> _The task_
Can you arrange the records from their first line through the line containing "132], [135, 134]]", both ends included, as a JSON list of strings with one string per line and blank lines left out?

Stored items from a collection:

----------

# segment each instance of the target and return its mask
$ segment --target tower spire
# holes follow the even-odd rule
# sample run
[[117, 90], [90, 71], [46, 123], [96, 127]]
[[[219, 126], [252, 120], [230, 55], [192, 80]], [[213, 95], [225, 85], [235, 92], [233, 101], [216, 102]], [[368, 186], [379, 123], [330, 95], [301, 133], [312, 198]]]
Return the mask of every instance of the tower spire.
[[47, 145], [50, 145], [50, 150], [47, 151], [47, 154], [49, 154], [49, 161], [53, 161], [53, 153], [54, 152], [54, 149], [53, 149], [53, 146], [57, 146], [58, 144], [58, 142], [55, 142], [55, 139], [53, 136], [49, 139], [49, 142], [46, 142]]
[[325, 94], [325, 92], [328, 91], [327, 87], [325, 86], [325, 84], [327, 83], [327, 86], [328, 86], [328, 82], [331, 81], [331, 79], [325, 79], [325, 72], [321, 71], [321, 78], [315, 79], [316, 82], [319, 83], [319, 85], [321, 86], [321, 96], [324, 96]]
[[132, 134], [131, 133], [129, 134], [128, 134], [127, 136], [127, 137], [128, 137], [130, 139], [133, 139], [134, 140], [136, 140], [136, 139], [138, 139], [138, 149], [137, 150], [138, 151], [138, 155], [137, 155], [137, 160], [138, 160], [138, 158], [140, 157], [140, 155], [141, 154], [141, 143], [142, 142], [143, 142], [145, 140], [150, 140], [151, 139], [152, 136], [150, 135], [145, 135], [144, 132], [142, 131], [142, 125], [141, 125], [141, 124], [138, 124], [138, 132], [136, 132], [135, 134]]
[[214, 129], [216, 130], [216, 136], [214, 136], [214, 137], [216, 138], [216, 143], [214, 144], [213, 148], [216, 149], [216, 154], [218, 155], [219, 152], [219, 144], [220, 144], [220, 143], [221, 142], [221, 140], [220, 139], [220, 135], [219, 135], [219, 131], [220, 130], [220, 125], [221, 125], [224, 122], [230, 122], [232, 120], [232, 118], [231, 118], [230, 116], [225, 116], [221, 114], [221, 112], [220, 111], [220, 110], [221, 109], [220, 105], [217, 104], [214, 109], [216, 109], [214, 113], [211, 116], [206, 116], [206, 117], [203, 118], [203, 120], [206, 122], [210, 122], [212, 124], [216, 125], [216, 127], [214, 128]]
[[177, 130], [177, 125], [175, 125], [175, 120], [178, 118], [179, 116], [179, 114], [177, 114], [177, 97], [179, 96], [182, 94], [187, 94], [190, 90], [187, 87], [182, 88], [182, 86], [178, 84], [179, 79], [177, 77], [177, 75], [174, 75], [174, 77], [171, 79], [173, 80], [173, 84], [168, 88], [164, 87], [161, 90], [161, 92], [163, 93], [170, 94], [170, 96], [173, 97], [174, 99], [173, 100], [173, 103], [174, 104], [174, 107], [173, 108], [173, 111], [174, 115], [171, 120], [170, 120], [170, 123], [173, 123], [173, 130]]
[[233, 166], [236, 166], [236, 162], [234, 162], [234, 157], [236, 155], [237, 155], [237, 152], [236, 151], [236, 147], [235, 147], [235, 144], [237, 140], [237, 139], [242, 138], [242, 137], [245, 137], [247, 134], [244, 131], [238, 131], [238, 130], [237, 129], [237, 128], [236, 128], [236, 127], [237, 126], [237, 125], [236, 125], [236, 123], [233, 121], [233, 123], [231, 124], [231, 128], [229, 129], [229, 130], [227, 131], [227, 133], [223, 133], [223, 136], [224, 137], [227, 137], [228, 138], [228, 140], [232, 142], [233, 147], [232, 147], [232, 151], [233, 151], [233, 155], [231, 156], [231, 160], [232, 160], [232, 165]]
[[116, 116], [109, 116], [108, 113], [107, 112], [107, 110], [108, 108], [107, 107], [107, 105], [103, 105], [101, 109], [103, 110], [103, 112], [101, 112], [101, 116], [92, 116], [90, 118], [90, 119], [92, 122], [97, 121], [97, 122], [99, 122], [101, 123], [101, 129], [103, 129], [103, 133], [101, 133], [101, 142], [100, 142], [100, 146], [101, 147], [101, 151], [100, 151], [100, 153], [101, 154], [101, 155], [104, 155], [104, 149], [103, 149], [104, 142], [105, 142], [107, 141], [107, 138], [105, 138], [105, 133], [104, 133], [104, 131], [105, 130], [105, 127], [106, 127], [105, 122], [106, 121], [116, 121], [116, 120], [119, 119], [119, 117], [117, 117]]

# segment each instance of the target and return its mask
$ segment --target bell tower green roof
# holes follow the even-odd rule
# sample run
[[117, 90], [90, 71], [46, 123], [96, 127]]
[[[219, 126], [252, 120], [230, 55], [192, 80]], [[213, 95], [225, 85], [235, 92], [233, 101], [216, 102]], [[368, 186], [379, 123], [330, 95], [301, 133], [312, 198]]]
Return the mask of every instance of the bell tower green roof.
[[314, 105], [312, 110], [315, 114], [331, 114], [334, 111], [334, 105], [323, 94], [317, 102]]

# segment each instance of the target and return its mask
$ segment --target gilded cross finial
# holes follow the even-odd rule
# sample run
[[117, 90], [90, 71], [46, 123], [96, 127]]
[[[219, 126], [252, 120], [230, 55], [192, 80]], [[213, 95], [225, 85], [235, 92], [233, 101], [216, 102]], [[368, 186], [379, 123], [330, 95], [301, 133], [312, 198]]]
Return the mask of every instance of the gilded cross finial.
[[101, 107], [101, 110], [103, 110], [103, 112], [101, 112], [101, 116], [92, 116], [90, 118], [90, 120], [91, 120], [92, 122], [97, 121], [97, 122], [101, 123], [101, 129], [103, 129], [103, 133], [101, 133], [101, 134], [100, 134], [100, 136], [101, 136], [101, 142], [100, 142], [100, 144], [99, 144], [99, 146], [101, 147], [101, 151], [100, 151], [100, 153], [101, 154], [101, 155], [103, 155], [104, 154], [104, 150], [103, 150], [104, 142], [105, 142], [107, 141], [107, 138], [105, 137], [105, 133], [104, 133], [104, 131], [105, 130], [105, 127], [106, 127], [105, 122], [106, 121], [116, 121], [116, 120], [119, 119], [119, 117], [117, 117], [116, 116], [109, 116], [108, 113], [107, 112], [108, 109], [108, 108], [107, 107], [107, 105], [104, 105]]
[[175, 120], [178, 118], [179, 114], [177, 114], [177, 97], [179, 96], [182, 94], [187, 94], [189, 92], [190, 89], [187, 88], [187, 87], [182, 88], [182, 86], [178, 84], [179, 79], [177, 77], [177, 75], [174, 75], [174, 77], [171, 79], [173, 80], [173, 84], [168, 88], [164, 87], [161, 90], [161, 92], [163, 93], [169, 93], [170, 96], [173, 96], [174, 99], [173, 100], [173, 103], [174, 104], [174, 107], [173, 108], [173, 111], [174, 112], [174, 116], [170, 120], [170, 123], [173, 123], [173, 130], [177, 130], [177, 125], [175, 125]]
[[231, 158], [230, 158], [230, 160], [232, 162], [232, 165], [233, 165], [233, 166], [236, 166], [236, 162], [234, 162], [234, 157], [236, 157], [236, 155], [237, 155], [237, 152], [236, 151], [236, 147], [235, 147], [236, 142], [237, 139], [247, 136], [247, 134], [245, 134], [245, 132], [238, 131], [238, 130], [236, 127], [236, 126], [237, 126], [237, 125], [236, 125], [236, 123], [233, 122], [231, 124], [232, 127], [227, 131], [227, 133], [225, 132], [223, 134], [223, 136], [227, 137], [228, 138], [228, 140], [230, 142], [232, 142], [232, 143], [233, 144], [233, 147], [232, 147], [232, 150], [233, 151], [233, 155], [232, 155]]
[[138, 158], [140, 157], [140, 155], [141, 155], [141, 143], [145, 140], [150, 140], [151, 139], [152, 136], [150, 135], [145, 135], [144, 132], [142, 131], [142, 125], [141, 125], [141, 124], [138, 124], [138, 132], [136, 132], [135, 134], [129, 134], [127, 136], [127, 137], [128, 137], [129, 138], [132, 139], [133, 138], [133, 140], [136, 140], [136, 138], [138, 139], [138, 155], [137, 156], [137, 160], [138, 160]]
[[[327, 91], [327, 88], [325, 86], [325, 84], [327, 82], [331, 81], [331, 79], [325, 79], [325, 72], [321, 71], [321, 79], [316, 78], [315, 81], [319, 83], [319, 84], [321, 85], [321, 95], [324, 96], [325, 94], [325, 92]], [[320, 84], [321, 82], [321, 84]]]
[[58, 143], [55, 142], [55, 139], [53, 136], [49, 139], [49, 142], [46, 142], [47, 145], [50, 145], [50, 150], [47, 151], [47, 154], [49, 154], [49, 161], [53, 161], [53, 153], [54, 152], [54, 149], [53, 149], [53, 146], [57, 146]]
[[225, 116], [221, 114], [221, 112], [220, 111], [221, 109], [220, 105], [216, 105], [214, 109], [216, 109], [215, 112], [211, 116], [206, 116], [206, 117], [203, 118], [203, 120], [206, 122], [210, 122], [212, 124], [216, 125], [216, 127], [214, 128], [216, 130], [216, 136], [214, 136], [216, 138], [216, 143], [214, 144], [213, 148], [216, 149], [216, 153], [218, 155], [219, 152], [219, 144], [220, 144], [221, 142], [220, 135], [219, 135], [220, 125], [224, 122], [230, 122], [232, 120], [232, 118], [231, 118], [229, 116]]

----------

> _Exercise answer_
[
  "# segment each instance of the target and return its mask",
  "$ segment --target tower spire",
  "# holes follow the even-odd rule",
  "# sample run",
  "[[117, 90], [90, 71], [46, 123], [96, 127]]",
  "[[[219, 126], [252, 120], [230, 55], [192, 80]], [[213, 95], [225, 85], [235, 92], [233, 101], [216, 102]], [[368, 186], [379, 123], [330, 95], [301, 133], [312, 198]]]",
  "Return the mask of every instance of the tower spire.",
  "[[47, 145], [50, 145], [50, 150], [47, 151], [47, 154], [49, 154], [49, 161], [53, 161], [53, 153], [54, 152], [54, 149], [53, 149], [53, 146], [57, 146], [58, 144], [58, 142], [55, 142], [55, 139], [53, 136], [49, 139], [49, 142], [46, 142]]",
  "[[325, 94], [325, 92], [328, 91], [327, 87], [325, 86], [325, 84], [327, 83], [327, 86], [328, 86], [328, 82], [331, 81], [331, 79], [325, 79], [325, 72], [321, 71], [321, 78], [315, 79], [316, 82], [319, 83], [319, 85], [321, 86], [321, 96], [324, 96]]",
  "[[132, 134], [131, 133], [129, 134], [128, 134], [127, 136], [127, 137], [128, 137], [130, 139], [133, 139], [134, 140], [136, 140], [136, 139], [138, 139], [138, 149], [137, 150], [138, 151], [138, 155], [137, 155], [137, 160], [138, 160], [138, 158], [140, 157], [140, 155], [141, 154], [141, 143], [142, 142], [143, 142], [145, 140], [150, 140], [151, 139], [152, 136], [150, 135], [145, 135], [144, 132], [142, 131], [142, 125], [141, 125], [141, 124], [138, 124], [138, 132], [136, 132], [135, 134]]"
]